• [Text]
★ ★ ★

A very special tree planted in St Albans to commemorate one of the bloodiest battles of the First World War now has an information panel to explain its significance.

St Albans’ Verdun Tree was at the heart of a ceremony held in Waxhouse Gate, High Street, on Armistice Day for the official unveiling of the panel, marking the 100th anniversary of the Battle of Verdun.

The tree was one of 20 grown by a Reading horticulturalist from seeds from the only surviving tree on the French battlefield.

It was planted on January 18, 1976, by 87-year-old Gordon Fisher, a local ‘Old Contemptible’, the term used by those in the British Expeditionary Force which served in Flanders within range of the enemy mobile artillery between August 5 and November 22, 1914.

The horse chestnut was grown from a conker collected from a tree in Verdun - the only one to survive the tragic battle which took place there in 1916 and obliterated the rest of the landscape.

A quarter of a million French and German troops lost their lives in the battle, the longest and one of the bloodiest of the First World War.

The tree serves as a memorial to all those who died, and can be seen at the rear of the Village Arcade.

Bryan Hanlon, membership secretary of St Albans Civic Society, said that the project to acknowledge the tree’s significance began about eight years ago.

He said: “Our tree isn’t unique, but we are proud of it. We had brilliant blue sky during the ceremony; it was perfect. We thought that Armistice Day was the most appropriate time to unveil the panel, which has information translated into French and German.”

The district council installed the panel, and it was unveiled by St Albans Mayor, Cllr Frances Leonard.

Members of the St Albans branch of the Legion attended the ceremony, along with representatives of the Civic Society and the council’s portfolio holder for heritage, Cllr Annie Brewster.

Cllr Brewster said: “The Verdun Tree is a wonderful historical monument in the very heart of our city that has not received the interest it deserves.

“This smart new information panel puts it firmly in the spotlight and brings the moving story behind the tree back to life. It will be read by many thousands of people in the years to come.

“The Civic Society is to be congratulated for the work it has done to ensure the only tree that survived the battle is now going to get more attention. It is fitting that this panel was unveiled on Remembrance Day and in the centenary of the battle itself.”

Redbourn author Kate Bretherton, in her book The Remarkable Trees of St Albans, describes the tree’s show of flower buds, large leaves and masses of flowers as like a “magician producing strings of silk handkerchiefs out of a hat”.

She said that the horse chestnut was an appropriate tree to represent a battle as, in both wars, starch from conkers was used to produce acetone, required to gelatinise the mixture of guncotton, nitroglycerine and petroleum jelly that made up cordite, an explosive.

★ ★ ★

• [Data listing]
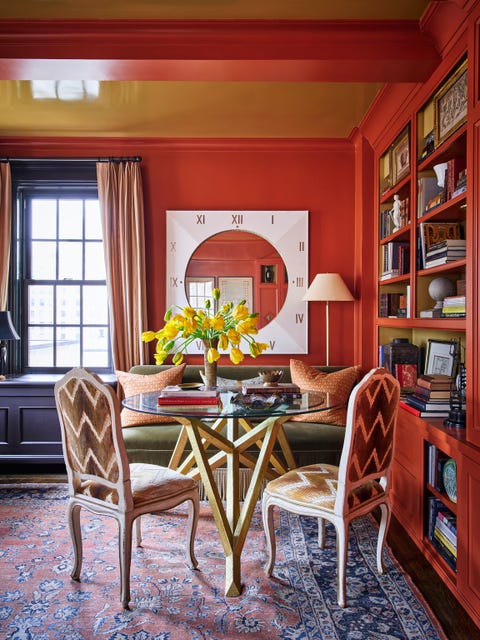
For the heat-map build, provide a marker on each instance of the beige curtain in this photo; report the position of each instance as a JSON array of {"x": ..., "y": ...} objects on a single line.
[
  {"x": 5, "y": 229},
  {"x": 121, "y": 202}
]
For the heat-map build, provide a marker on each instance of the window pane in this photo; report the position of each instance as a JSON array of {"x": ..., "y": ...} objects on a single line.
[
  {"x": 94, "y": 261},
  {"x": 44, "y": 219},
  {"x": 95, "y": 310},
  {"x": 66, "y": 323},
  {"x": 43, "y": 261},
  {"x": 68, "y": 347},
  {"x": 68, "y": 305},
  {"x": 70, "y": 219},
  {"x": 40, "y": 347},
  {"x": 40, "y": 304},
  {"x": 95, "y": 347},
  {"x": 93, "y": 223},
  {"x": 70, "y": 261}
]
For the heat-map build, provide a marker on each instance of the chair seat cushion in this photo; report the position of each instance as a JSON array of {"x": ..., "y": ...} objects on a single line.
[
  {"x": 316, "y": 487},
  {"x": 151, "y": 483}
]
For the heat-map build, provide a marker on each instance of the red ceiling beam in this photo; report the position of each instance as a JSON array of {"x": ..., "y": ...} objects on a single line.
[{"x": 374, "y": 51}]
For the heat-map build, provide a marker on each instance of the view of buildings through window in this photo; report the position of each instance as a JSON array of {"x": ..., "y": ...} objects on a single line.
[{"x": 65, "y": 285}]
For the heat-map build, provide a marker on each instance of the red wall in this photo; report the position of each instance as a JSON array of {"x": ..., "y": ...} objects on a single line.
[{"x": 242, "y": 174}]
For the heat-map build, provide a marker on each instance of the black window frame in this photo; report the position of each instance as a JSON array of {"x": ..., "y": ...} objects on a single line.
[{"x": 57, "y": 179}]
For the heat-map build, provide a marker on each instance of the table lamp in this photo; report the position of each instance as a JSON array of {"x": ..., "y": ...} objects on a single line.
[
  {"x": 328, "y": 287},
  {"x": 7, "y": 332}
]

★ ★ ★

• [What you should do]
Using the text on the St Albans Verdun Tree, answer these questions:
(a) How many trees did the Reading horticulturalist grow from seeds of the surviving Verdun tree?
(b) Who planted the St Albans tree, and on what date?
(c) Into which languages has the information on the new panel been translated?
The entries are drawn from a separate source and are unrelated to the text.

• [Output below]
(a) 20
(b) Gordon Fisher, on January 18, 1976
(c) French and German